→ What is being asked:
Write down each entry again, exactly as it reads.

+ + + + + + +

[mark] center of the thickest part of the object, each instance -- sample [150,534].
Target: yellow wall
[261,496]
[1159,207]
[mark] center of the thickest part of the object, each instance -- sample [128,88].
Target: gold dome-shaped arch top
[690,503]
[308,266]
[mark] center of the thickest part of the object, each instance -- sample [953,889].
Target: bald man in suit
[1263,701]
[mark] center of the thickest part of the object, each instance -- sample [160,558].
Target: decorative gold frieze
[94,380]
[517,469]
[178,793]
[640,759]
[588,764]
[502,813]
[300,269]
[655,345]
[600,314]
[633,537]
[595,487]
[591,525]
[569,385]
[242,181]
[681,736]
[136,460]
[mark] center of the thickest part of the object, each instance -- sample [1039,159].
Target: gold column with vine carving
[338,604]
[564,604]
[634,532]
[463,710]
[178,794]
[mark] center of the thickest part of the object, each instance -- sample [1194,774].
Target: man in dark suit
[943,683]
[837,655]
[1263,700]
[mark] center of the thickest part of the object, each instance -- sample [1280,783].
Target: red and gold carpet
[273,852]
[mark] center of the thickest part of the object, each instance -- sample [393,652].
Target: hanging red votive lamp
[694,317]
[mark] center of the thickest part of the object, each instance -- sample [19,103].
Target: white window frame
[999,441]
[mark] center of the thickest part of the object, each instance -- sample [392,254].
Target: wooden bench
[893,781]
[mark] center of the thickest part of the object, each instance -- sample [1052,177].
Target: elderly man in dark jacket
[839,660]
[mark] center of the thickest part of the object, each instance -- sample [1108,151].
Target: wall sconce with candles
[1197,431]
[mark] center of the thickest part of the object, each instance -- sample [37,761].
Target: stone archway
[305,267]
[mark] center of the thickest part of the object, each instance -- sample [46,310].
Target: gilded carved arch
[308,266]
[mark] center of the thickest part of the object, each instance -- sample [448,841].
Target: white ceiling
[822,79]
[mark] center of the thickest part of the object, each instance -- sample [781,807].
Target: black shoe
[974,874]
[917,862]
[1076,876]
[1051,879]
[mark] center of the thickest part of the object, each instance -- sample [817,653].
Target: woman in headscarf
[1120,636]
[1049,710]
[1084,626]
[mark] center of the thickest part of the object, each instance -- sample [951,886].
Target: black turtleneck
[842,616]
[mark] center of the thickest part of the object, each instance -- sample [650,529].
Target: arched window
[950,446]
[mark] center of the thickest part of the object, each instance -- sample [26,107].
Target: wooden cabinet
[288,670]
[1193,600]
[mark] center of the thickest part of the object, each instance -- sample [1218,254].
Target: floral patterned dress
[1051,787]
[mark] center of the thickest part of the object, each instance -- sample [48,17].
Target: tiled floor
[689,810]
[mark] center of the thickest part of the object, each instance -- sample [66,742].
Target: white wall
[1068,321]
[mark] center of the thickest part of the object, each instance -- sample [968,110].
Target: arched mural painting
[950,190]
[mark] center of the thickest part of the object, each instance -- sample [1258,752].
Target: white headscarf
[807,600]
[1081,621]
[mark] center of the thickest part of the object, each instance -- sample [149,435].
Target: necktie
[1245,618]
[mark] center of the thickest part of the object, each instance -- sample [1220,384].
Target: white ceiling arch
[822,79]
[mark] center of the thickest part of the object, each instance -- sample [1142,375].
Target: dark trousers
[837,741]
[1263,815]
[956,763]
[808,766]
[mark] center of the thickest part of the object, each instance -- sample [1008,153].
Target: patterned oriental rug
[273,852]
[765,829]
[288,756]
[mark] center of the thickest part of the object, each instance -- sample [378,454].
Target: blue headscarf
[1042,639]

+ + + + + + +

→ The result:
[mark] center of the thickest part of the object, each instance -- sample [150,534].
Target: yellow wall
[261,496]
[1159,207]
[mark] center of the thickest part of the object, each instance -- sample [128,88].
Target: gold dome-shaped arch top
[690,503]
[308,266]
[mark] center of the thickest part of the object, each instance -- sample [953,889].
Target: bald man in suit
[1263,701]
[mark] center of the thickest part of the object, each instance -- sample [160,558].
Target: decorative gold frieze
[94,380]
[517,469]
[178,793]
[640,759]
[588,764]
[502,813]
[300,269]
[655,345]
[600,314]
[633,537]
[595,487]
[591,525]
[569,385]
[242,181]
[681,736]
[136,460]
[mark] center of the thickest part of the object, each instance -- sample [1039,159].
Target: gold column with vine carving
[338,604]
[564,604]
[634,532]
[463,710]
[178,794]
[mark] center of the thickest part of the object, each instance -- sample [1194,774].
Target: man in dark suit
[943,683]
[837,655]
[1263,700]
[mark] center of the thickest part of the object, each instance -- sample [1280,783].
Target: red and gold carpet
[273,852]
[mark] center of the thickest part of the object, each instance -- sample [393,652].
Target: hanging red votive lamp
[694,317]
[mark] center of the thickest part of the object, each instance -- sample [19,103].
Target: white window frame
[999,441]
[mark] center of the thickest part of the object, each instance -- sample [392,254].
Target: wooden bench
[893,781]
[mark] center of the thickest part of the object, each instance -- sample [1052,177].
Target: elderly man in dark jacket
[839,660]
[mark] center of the thickest part of the object, each instance -- sample [1108,151].
Target: wall sconce with candles
[1197,431]
[mark] center of the thickest part of the object, each instance -- sample [37,761].
Target: stone archway
[305,267]
[mark] center of the thickest part of the object, each instance -- sample [46,310].
Target: gilded carved arch
[308,266]
[mark] center of the thickest part of the object, each instance -- sample [448,841].
Target: white ceiling
[822,79]
[mark] center of the thickest part of the object, each instance -- sample [781,807].
Target: black shoe
[974,874]
[917,862]
[1076,876]
[1051,879]
[mark] center of the thickest part of the object, each instance -- sample [817,653].
Target: woman in headscarf
[1120,636]
[1049,710]
[1084,626]
[mark] center of the thickest part of the object, each instance -- sample [951,886].
Target: black turtleneck
[842,616]
[mark] center of the thickest part of the object, each instance -- sample [650,529].
Target: arched window
[950,446]
[mark] center of the thickest part of the object, each instance -- sample [26,107].
Target: wooden cabinet
[288,670]
[1193,600]
[mark] center of the thickest part of the object, each instance -- sample [1218,254].
Target: floral patterned dress
[1051,787]
[mark] center of the thickest part of the object, each instance -- sample [48,17].
Target: tiled floor
[689,810]
[mark] center of the thickest part of the object, each instance -- sample [66,742].
Target: white wall
[1068,321]
[mark] center of the thickest part of the object, each instance -- sample [968,110].
Target: arched mural painting
[950,190]
[mark] center of the thickest part of the object, each instance -- sample [1258,752].
Target: white headscarf
[807,600]
[1081,621]
[mark] center of the thickest part of the object, each instance -- sample [149,435].
Target: necktie
[1245,618]
[mark] center of the thickest part of the object, each instance -- sample [1220,384].
Target: white ceiling arch
[822,79]
[mark] center of the thickest part of the object, each instance -- sample [1142,375].
Target: dark trousers
[837,741]
[1263,815]
[956,763]
[808,766]
[mark] center of the thickest part of the object, each instance -- sample [1008,153].
Target: patterned oriental rug
[273,852]
[765,829]
[288,756]
[mark] center of the thickest part of the object, each instance -- sample [378,454].
Target: blue headscarf
[1042,639]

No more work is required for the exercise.